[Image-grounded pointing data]
◇ ◇ ◇ ◇
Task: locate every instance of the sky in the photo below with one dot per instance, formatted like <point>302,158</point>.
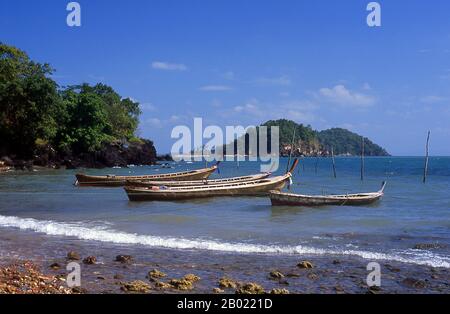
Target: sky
<point>245,62</point>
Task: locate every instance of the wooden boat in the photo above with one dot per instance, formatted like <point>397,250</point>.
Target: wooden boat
<point>113,180</point>
<point>288,199</point>
<point>146,183</point>
<point>259,187</point>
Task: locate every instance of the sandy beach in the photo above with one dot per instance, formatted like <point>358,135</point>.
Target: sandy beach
<point>122,269</point>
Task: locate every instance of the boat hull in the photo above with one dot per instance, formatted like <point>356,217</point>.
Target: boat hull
<point>252,188</point>
<point>146,183</point>
<point>286,199</point>
<point>118,181</point>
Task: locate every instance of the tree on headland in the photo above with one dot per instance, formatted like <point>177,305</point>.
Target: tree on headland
<point>35,112</point>
<point>28,98</point>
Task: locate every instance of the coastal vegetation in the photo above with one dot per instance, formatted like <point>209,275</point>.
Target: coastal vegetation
<point>46,123</point>
<point>309,142</point>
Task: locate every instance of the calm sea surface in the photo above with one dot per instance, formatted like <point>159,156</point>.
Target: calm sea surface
<point>410,213</point>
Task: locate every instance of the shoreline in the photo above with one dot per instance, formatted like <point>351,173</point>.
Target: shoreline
<point>217,272</point>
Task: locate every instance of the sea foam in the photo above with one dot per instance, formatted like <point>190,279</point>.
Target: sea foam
<point>106,234</point>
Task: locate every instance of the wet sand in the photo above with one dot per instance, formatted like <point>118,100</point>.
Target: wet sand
<point>329,274</point>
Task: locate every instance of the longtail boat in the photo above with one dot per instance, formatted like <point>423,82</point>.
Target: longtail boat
<point>287,199</point>
<point>146,183</point>
<point>259,187</point>
<point>113,180</point>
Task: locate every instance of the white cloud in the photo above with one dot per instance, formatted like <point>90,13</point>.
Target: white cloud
<point>300,111</point>
<point>432,99</point>
<point>276,81</point>
<point>339,94</point>
<point>229,75</point>
<point>147,106</point>
<point>160,65</point>
<point>215,88</point>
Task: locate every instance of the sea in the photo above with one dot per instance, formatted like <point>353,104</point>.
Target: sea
<point>47,205</point>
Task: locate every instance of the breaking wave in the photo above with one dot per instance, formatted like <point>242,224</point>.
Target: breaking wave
<point>105,234</point>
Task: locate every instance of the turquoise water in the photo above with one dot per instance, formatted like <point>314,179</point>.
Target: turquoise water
<point>410,212</point>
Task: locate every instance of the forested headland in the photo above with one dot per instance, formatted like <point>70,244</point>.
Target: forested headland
<point>43,124</point>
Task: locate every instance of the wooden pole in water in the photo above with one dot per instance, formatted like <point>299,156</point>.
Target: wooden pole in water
<point>425,170</point>
<point>290,154</point>
<point>334,163</point>
<point>362,158</point>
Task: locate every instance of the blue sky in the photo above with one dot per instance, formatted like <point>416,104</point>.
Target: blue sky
<point>244,62</point>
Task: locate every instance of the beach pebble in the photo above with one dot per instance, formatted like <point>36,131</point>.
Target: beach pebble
<point>155,274</point>
<point>225,282</point>
<point>292,275</point>
<point>305,264</point>
<point>312,276</point>
<point>374,290</point>
<point>78,290</point>
<point>276,274</point>
<point>250,288</point>
<point>414,283</point>
<point>55,266</point>
<point>191,278</point>
<point>135,286</point>
<point>124,258</point>
<point>162,285</point>
<point>181,284</point>
<point>90,260</point>
<point>73,256</point>
<point>118,276</point>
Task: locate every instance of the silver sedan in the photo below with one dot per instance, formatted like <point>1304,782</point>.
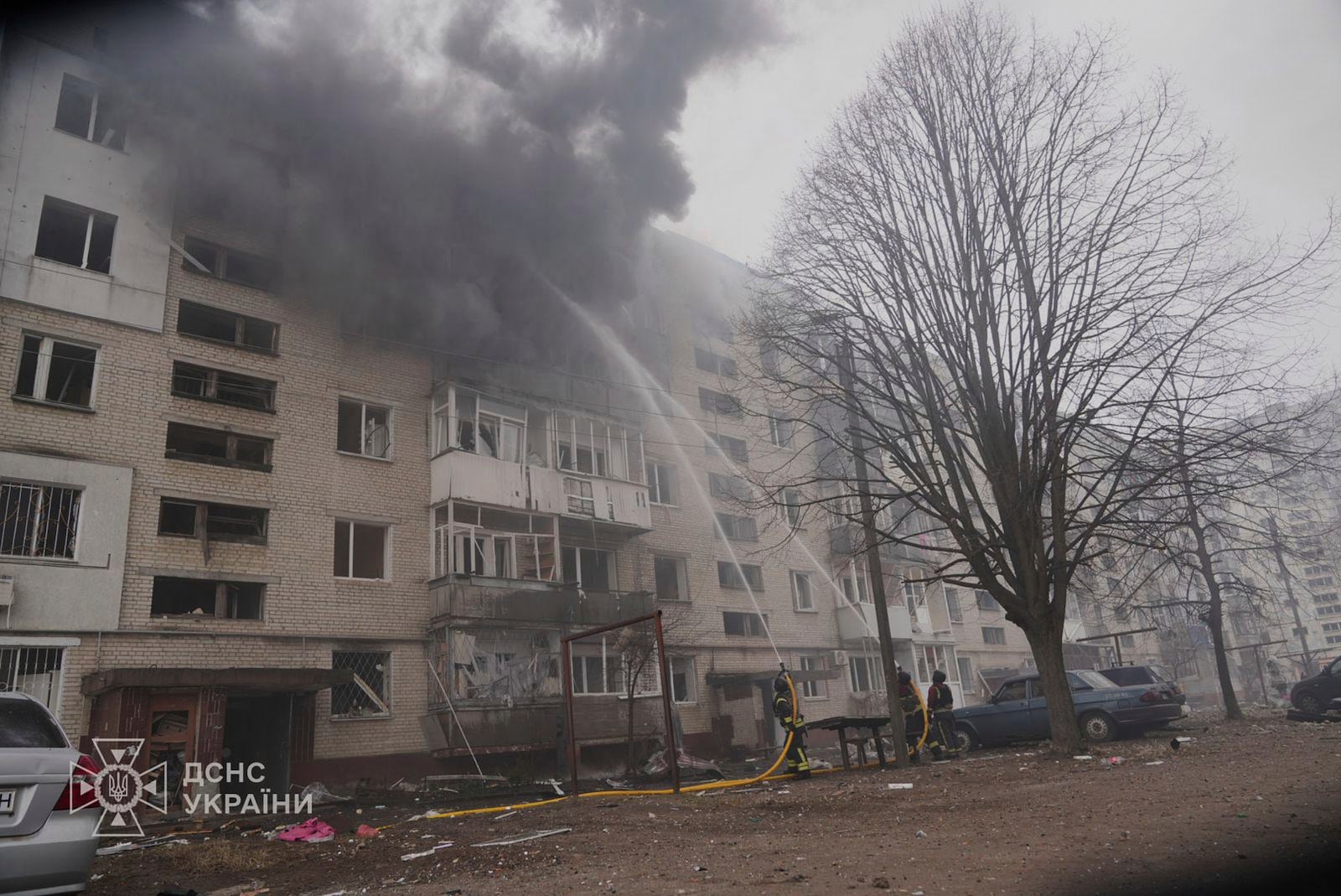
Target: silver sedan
◇ ◇ ◇ ◇
§ **What you are asked to do**
Beginning at the line above with "Target: tree on headland" and finishing at the line with "Task: locate every instance of the sea foam", return each line exactly and return nothing else.

§ **Answer to this exercise**
Target: tree on headland
<point>35,112</point>
<point>28,98</point>
Task: locate every instance of the coastal vegetation in the photo above with one dot per instance, formatted like <point>209,275</point>.
Target: coastal vegetation
<point>46,123</point>
<point>309,142</point>
Task: locate every instance of the calm sea surface in the photo above with one dot per instance, formatted like <point>159,156</point>.
Target: calm sea surface
<point>410,213</point>
Task: locate every instance of the shoreline in the photo above with one dot per instance, formatted like <point>351,173</point>.
Target: shoreline
<point>217,272</point>
Task: locate every instance of the sea foam in the photo above with one dot per instance, formatted like <point>190,279</point>.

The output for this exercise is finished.